(Image segmentation entries)
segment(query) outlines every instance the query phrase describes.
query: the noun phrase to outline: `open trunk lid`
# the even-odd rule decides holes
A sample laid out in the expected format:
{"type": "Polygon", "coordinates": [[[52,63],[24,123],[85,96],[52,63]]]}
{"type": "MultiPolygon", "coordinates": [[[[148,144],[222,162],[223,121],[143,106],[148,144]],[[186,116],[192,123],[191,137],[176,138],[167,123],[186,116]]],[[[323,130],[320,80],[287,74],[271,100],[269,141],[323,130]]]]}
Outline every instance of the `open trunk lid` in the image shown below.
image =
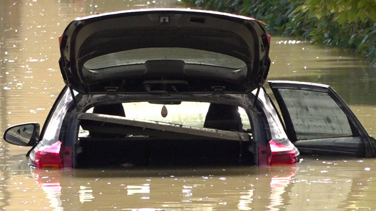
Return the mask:
{"type": "Polygon", "coordinates": [[[60,38],[65,83],[79,92],[244,93],[264,83],[270,37],[249,18],[190,9],[77,18],[60,38]]]}

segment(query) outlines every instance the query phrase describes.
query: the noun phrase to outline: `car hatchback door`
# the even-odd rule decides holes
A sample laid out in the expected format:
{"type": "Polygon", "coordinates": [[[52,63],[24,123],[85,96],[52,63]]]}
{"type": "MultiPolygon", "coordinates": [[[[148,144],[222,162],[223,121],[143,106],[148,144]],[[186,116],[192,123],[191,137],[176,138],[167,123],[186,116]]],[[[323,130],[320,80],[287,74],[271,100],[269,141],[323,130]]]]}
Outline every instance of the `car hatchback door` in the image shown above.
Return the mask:
{"type": "Polygon", "coordinates": [[[301,153],[375,157],[375,139],[330,86],[282,81],[269,84],[287,136],[301,153]]]}

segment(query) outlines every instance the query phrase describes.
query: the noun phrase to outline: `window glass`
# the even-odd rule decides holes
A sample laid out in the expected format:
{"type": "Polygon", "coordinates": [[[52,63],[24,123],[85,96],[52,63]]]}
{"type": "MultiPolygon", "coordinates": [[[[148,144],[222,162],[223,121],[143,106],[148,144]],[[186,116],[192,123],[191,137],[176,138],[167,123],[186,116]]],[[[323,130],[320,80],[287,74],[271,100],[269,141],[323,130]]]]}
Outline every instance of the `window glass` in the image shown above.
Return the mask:
{"type": "Polygon", "coordinates": [[[246,66],[241,59],[207,51],[183,48],[146,48],[110,53],[92,59],[84,64],[90,70],[144,64],[153,60],[182,60],[186,64],[240,69],[246,66]]]}
{"type": "Polygon", "coordinates": [[[278,90],[290,115],[297,140],[352,135],[347,116],[327,93],[278,90]]]}

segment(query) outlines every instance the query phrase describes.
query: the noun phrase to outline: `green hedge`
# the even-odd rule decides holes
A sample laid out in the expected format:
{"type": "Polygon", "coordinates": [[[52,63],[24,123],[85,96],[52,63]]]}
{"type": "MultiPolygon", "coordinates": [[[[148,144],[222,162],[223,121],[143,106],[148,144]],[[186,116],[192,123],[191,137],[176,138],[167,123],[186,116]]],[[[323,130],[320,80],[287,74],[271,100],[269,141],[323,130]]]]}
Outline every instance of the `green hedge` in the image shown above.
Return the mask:
{"type": "Polygon", "coordinates": [[[272,34],[355,49],[376,65],[376,0],[181,0],[186,7],[240,14],[272,34]]]}

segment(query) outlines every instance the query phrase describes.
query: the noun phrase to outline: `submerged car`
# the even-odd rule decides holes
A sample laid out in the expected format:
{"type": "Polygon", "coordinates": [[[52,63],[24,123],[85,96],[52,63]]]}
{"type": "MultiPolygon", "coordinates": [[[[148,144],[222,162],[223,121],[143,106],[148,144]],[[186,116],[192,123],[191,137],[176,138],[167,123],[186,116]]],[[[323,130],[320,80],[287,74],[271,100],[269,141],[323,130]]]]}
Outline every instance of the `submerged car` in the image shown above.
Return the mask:
{"type": "Polygon", "coordinates": [[[376,141],[330,86],[264,85],[259,21],[189,9],[77,18],[59,38],[66,86],[39,133],[8,128],[38,168],[291,164],[300,154],[374,157],[376,141]]]}

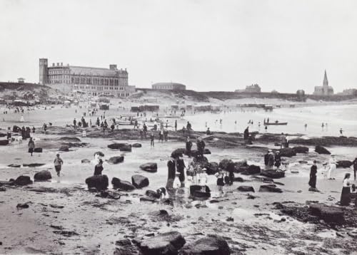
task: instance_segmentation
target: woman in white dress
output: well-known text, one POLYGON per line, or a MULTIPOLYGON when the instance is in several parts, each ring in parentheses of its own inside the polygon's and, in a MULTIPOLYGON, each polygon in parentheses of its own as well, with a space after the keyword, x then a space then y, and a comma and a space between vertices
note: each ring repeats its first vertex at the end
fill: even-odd
POLYGON ((328 179, 335 179, 333 176, 335 175, 336 170, 336 162, 335 160, 335 156, 331 155, 331 158, 330 159, 329 162, 328 170, 327 171, 327 178, 328 179))

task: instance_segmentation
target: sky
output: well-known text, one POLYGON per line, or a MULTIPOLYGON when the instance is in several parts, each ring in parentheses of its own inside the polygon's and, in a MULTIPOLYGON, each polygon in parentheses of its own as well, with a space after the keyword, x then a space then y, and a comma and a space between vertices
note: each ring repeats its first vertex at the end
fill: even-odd
POLYGON ((357 88, 357 1, 0 0, 0 80, 49 63, 127 68, 129 85, 308 93, 357 88))

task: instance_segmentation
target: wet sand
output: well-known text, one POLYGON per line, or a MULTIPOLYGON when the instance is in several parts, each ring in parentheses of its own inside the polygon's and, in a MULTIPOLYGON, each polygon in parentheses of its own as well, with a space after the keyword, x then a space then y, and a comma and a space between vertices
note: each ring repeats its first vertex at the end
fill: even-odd
MULTIPOLYGON (((69 109, 70 115, 59 122, 64 123, 70 121, 74 111, 74 108, 69 109)), ((36 120, 36 115, 34 114, 31 121, 41 125, 43 115, 36 120)), ((11 123, 6 124, 10 125, 11 123)), ((328 160, 328 156, 311 152, 287 159, 291 162, 291 169, 298 170, 299 173, 293 174, 288 171, 286 177, 277 180, 284 184, 278 185, 283 189, 283 193, 259 192, 260 185, 264 183, 251 176, 236 174, 236 177, 241 176, 246 182, 234 182, 232 186, 225 187, 226 196, 218 198, 216 197, 216 178, 209 176, 208 186, 213 191, 213 197, 206 202, 206 207, 196 206, 201 202, 188 199, 187 188, 183 189, 184 194, 178 196, 174 201, 174 207, 171 207, 140 202, 139 198, 144 196, 146 189, 155 190, 165 186, 167 176, 166 165, 169 154, 176 148, 184 147, 183 142, 156 142, 155 148, 150 148, 147 140, 130 140, 130 143, 141 142, 143 147, 133 148, 131 152, 123 153, 107 147, 110 143, 121 141, 100 137, 80 137, 77 135, 75 136, 78 136, 82 142, 89 145, 84 147, 71 148, 73 150, 68 152, 61 152, 64 165, 61 177, 57 178, 52 162, 61 143, 57 139, 61 136, 70 135, 36 133, 35 142, 44 148, 44 152, 34 153, 34 157, 27 153, 26 141, 22 144, 14 143, 1 147, 0 179, 16 178, 21 175, 29 175, 33 179, 36 172, 49 170, 53 177, 51 182, 34 182, 29 187, 54 189, 51 192, 38 192, 31 191, 26 187, 7 187, 6 192, 1 192, 0 226, 2 231, 0 231, 0 241, 2 245, 0 246, 0 253, 113 254, 116 248, 115 241, 126 236, 135 239, 171 230, 180 231, 187 243, 203 235, 219 234, 225 236, 233 254, 240 252, 245 254, 318 252, 339 254, 351 254, 357 248, 352 238, 338 237, 336 230, 318 228, 315 224, 302 223, 283 215, 272 204, 275 202, 284 201, 305 204, 307 200, 319 201, 327 204, 336 204, 340 198, 342 177, 345 172, 352 173, 351 169, 338 169, 336 180, 324 179, 319 173, 317 187, 321 192, 308 191, 308 175, 312 160, 317 159, 324 162, 328 160), (94 165, 93 163, 82 164, 81 160, 85 158, 93 160, 93 155, 96 151, 102 151, 105 159, 124 155, 123 163, 104 163, 103 173, 108 175, 109 180, 116 177, 130 181, 131 175, 139 173, 149 177, 150 185, 131 192, 121 192, 122 196, 119 200, 96 197, 95 194, 86 190, 84 182, 93 174, 94 165), (298 161, 307 161, 308 163, 300 164, 298 161), (158 163, 156 173, 148 173, 139 168, 141 164, 147 162, 158 163), (7 167, 9 164, 34 162, 46 165, 36 168, 7 167), (257 197, 249 199, 246 193, 238 192, 237 187, 242 184, 253 186, 256 192, 250 194, 257 197), (25 202, 30 202, 29 208, 16 209, 17 204, 25 202), (64 207, 53 208, 50 205, 52 204, 64 207), (171 217, 166 219, 158 217, 156 213, 159 209, 166 210, 171 217), (231 217, 233 222, 226 221, 228 217, 231 217), (281 221, 282 218, 286 221, 281 221)), ((248 164, 262 165, 266 146, 274 147, 272 144, 261 145, 261 150, 243 147, 228 149, 212 147, 208 147, 212 154, 206 156, 210 162, 218 162, 224 158, 233 161, 246 159, 248 164)), ((338 157, 346 157, 343 155, 346 149, 343 147, 329 149, 337 153, 338 157)), ((351 155, 356 152, 354 148, 349 148, 348 150, 351 155)), ((186 163, 188 160, 185 157, 186 163)), ((319 171, 321 167, 320 165, 319 171)), ((186 186, 189 184, 187 182, 186 186)), ((111 188, 111 184, 109 188, 111 188)))

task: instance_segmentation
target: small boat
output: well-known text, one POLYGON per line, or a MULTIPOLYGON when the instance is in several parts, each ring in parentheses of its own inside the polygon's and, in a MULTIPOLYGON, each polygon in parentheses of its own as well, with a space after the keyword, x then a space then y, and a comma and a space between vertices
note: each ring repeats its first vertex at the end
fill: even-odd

▶ Written task: Count the lines in the listing above that contain the word "trunk", matching case exactly, and reply with the number alone.

▶ The reply: 2